**REQUIREMENTS**
Your task is to copy every line of this material exactly.

**ENTRIES PROVIDED**
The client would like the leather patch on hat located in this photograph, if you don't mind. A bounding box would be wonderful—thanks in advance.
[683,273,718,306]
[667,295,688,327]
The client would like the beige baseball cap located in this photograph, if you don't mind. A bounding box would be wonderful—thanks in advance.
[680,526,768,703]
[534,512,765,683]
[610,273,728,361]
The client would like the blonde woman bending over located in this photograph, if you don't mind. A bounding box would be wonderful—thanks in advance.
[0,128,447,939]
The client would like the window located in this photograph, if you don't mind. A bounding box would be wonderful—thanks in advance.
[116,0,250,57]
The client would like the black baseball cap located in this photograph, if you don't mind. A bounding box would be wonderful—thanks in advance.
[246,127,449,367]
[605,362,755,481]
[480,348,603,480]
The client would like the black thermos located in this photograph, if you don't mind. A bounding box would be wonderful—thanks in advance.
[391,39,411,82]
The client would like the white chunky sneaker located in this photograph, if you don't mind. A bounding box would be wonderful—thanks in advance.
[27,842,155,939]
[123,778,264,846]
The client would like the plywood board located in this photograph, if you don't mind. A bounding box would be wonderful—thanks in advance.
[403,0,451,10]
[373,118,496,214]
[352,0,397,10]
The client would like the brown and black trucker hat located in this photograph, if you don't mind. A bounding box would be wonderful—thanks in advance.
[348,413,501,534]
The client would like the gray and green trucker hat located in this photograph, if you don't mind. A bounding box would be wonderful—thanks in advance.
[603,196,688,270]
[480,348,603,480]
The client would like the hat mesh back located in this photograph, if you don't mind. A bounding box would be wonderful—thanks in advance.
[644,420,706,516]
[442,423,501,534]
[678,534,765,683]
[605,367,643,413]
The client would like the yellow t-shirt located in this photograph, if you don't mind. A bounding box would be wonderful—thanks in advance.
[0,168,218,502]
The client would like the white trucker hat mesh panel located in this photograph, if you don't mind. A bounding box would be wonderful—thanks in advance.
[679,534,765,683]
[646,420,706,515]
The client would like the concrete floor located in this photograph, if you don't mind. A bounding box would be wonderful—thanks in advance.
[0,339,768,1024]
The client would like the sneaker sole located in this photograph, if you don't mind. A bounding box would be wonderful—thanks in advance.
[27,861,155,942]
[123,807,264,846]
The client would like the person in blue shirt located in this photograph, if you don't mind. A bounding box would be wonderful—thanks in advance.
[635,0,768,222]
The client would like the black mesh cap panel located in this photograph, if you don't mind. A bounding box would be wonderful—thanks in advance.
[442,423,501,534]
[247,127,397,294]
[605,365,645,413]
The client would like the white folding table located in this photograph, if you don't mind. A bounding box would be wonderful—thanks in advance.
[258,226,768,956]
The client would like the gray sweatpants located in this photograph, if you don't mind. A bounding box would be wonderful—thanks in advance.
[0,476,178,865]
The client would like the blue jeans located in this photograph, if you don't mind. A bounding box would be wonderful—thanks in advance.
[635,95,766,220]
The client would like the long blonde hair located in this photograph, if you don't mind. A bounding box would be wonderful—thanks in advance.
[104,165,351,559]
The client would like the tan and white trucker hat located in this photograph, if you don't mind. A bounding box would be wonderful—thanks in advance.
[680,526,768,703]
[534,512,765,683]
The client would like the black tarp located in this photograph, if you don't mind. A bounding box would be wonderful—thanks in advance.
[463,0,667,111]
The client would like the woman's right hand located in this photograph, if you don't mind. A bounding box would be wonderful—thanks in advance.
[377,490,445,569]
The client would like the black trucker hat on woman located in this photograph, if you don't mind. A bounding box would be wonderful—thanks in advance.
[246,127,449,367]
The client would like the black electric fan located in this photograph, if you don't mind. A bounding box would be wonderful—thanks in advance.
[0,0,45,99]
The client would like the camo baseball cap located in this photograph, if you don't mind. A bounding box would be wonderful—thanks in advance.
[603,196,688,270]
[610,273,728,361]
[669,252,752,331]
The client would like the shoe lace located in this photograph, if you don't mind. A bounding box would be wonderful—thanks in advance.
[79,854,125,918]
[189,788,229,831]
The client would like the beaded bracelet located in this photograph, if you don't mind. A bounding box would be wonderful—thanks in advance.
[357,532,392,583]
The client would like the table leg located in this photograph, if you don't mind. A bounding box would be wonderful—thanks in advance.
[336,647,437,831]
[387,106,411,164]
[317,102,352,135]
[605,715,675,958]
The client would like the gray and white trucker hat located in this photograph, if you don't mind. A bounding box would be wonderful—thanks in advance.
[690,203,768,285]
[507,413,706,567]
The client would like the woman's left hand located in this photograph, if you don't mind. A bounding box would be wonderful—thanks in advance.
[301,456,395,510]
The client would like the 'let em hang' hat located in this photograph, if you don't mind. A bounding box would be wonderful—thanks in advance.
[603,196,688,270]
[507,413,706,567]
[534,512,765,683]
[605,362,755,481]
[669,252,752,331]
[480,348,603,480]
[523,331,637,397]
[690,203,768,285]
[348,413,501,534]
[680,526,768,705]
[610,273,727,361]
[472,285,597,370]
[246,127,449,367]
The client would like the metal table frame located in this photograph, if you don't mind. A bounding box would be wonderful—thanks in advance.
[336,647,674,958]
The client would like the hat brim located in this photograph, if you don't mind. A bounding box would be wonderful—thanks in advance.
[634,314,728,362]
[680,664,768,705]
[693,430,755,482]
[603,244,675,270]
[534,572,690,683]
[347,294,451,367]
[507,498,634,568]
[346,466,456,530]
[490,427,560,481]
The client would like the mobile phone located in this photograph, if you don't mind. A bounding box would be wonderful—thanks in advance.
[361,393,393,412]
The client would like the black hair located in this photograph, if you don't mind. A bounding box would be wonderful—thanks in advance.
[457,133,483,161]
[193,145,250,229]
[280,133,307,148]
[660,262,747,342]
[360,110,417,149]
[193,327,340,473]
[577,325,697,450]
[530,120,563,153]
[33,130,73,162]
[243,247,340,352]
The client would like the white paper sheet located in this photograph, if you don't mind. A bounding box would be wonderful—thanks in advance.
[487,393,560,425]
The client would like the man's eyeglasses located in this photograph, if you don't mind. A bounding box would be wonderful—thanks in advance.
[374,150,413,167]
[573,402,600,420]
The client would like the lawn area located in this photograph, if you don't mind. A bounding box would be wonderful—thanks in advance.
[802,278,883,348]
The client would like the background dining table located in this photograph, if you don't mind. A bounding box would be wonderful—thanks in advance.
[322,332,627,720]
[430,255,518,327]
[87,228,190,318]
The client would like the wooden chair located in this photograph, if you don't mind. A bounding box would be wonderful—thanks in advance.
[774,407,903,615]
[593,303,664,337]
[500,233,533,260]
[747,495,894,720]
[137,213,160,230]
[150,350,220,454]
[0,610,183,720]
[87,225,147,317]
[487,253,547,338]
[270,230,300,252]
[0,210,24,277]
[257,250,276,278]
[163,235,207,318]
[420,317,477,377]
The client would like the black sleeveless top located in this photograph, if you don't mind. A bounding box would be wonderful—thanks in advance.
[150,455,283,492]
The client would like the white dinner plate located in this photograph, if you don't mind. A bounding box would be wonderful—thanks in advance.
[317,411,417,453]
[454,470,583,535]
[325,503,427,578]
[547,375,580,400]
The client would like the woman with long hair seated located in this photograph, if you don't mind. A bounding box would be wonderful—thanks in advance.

**TASK ANSWER**
The client would like the leather patch on hat located in this photograph, if you don't mind. A bounding box would be wonderful—thanks in advance.
[683,273,718,306]
[667,295,688,327]
The client would like the beige baseball cap located in this photograph, if you don't mind. A bounding box would be wonderful—thanks in advance.
[680,526,768,703]
[534,512,765,683]
[610,273,728,361]
The client would like the blonde woman bending over located in this photograph, if you don't mind. A bounding box would be wonderful—thanks in advance.
[0,128,447,939]
The client would like the window located in this photograph, if you don't mind. A bounding box would be wonderful—thanks in advance.
[116,0,250,57]
The client would like the black baseball cap located in this photograph, if you don't mind. A bounding box would be wonderful—thanks in advance.
[246,127,449,367]
[605,362,755,481]
[480,348,603,480]
The client would like the black thermos located in this photograph, if you don't mind. A bounding box would be wonderful—thanks in advance.
[391,39,411,82]
The client would like the white chunky sneaker located in this photograph, if you don't mind. A bounding box would be wonderful—thanks in advance.
[27,842,155,939]
[123,778,264,846]
The client would like the plywood board located in this photograph, if you don't mind. A bounding box would be wonderful—thanks in advance.
[403,0,451,10]
[373,118,496,214]
[352,0,397,10]
The client would like the brown and black trucker hat located in this photograph, if you don't mind. A bounding box would be wonderful—thanks in advance.
[348,413,501,534]
The client would like the gray and green trucker hat located in this photograph, if you don't mind. A bounding box would be wonderful—thanks in advance.
[603,196,688,270]
[480,348,603,480]
The client would like the hat mesh back located in this photograph, if you don't mind. A bounding box would be wonderful—thanks in advance.
[644,420,706,516]
[442,423,501,534]
[678,534,765,683]
[605,367,643,413]
The client would like the yellow t-shirt located in this photograph, if you don't mind. A bounding box would be wonderful—thanks in advance.
[0,168,218,502]
The client would like the white trucker hat mesh panel located in this photograph, if you don't mind. A bounding box would be wonderful—thanks in advance.
[679,534,765,683]
[646,420,706,515]
The client would like the concrete floor located in this photograph, if you don't mind. A bounding box would be wonderful—thanks in advance.
[0,339,768,1024]
The client would like the sneaker sole located in this photograph, if you don't mind. A bounding box would be wonderful—thanks in advance.
[27,861,155,942]
[123,807,264,846]
The client would like the person in blue shirt located in this photograph, if you don't mind. A bounding box would be wonderful—thanks in advance.
[635,0,768,222]
The client would like the black mesh cap panel located in this photograph, if you don't mind. A bounding box would be wonderful—thanks in advance.
[442,423,501,534]
[247,127,397,294]
[605,365,645,413]
The client would like the white folding table located in this photograph, if you don't mind. A bounding box would be wonderful—thanks in advance.
[258,226,768,956]
The client would like the gray sweatpants located in this photograph, if you don't mind. A bounding box would be wonderful—thanks in advance.
[0,476,178,865]
The client would like the blue jeans located in this photograph, if you don't mind. A bounding box would be wonderful—thanks in advance.
[635,95,766,220]
The client would like the long blonde hair located in this photograph, if you don't mind. A bounding box would be wonderful—thanks in advance.
[104,165,351,559]
The client would like the tan and white trucker hat located in this photograph, if you don't mind. A bounding box would be wonderful—thanks in advance.
[680,526,768,703]
[534,512,765,683]
The client would like the black tarp located in this photograph, if you don't mind. A bounding box would be wonderful—thanks in advance.
[463,0,667,111]
The client would like the woman's right hand located in this photograph, if you don't mind. A bounding box would be wonderful—thanks in advance.
[377,490,445,569]
The client would like the black trucker hat on woman located in this photograph, if you don't mind. A bounding box would be wonderful—thanks in advance.
[246,127,449,367]
The client would like the black electric fan located in this photograph, if you don't mind. A bounding box would be wonderful—thanks in advance.
[0,0,45,99]
The client would like the camo baseball cap located in this photograph, if you don't mind. A bounding box would be wonderful—thanks in advance.
[603,196,688,270]
[610,273,728,361]
[669,252,752,331]
The client would like the shoe lace located in this photograph, if you don't mind. A bounding box would be wonderful—thanks in advance.
[79,854,125,918]
[189,788,229,831]
The client would like the beaded bracelet located in this photograph, if you don't mind. A bounding box would be wonderful—thanks in advance.
[357,532,392,583]
The client would like the table leg located in this photograph, if you don't mind. A bounding box would be wonderful—thanks in advance.
[336,647,437,831]
[387,106,411,164]
[317,102,352,135]
[605,715,675,958]
The client would like the gray and white trucker hat located in this photograph, if you don't mind. A bounding box would be wonderful—thanks in advance.
[690,203,768,285]
[507,413,706,567]
The client would like the woman's left hand located in this photograph, if you don't mind. A bounding box would be wonderful—thanks in advance.
[301,456,395,510]
The client would like the 'let em hang' hat located in this photograph, if you don't mind. A bounding box would be wonderful—thanks in advance.
[603,196,688,270]
[507,413,706,567]
[534,512,765,683]
[605,362,755,481]
[669,252,752,331]
[480,348,603,480]
[523,331,637,397]
[690,203,768,285]
[348,413,501,534]
[680,526,768,705]
[610,273,727,361]
[472,285,597,370]
[246,127,449,367]
The client would like the metal table frame located in this photograph, if you don't mind. A bounding box would be wonderful—thanks in advance.
[336,647,674,958]
The client would like the hat brim located in this photograph, if you don't mind. A bounding box would be wonderful—thanks in advance.
[634,314,728,362]
[680,664,768,705]
[693,430,755,482]
[603,244,675,270]
[534,572,690,683]
[347,294,451,367]
[507,498,634,568]
[346,466,456,530]
[490,427,560,481]
The client would like the mobile phone located in this photograph, if you don't mind. A bounding box would be wonderful—thanks in advance.
[361,393,393,412]
The client would like the black hair located in this photograph, if you don't mind. A bounding box would be wonderful—thanks in advance.
[457,133,483,161]
[193,145,250,229]
[280,133,307,148]
[660,262,747,342]
[360,110,417,149]
[193,327,340,473]
[577,325,697,450]
[530,120,563,153]
[33,130,73,162]
[243,247,340,352]
The client would like the white paper sheet located in this photograph, if you don't mind. A bounding box would be wonderful—thanks in advance.
[487,393,560,425]
The client would like the man's eyeglasses located in this photograph, if you don't mind. A bounding box would be wonderful—thanks in advance.
[374,150,413,167]
[573,402,600,420]
The client would like the lawn area located in this photograph, if you don't mind. A bounding box would be wonderful—thanks in advance.
[802,278,883,348]
The client would like the background dining table located in this photograph, if you don't mind. A bounding box would be wonderful—thanks in advance.
[322,332,627,720]
[430,255,518,327]
[87,228,190,318]
The client would like the wooden chair located in this photograph, if you don't mind. A bounding box would be wonderful—thanks in advance.
[774,407,903,615]
[593,303,664,337]
[500,233,533,260]
[747,495,894,720]
[137,213,160,230]
[150,350,220,454]
[0,610,183,720]
[87,225,147,317]
[487,253,547,338]
[270,230,300,252]
[0,210,24,277]
[257,250,276,278]
[163,235,207,318]
[420,317,477,377]
The client would like the black sleeveless top located in this photograph, if you don't mind. A bounding box would be wonderful—thanks in advance.
[150,455,283,492]
The client would like the white dinner plate located in this photograph, if you don't mind. A bounding box would be wonderful—thanks in advance.
[317,411,417,453]
[454,470,583,535]
[325,503,427,578]
[547,375,580,400]
The client would like the woman with long hair seated located in this photograph, if you don't mind. A bounding box would be wonderful—thanks in advance.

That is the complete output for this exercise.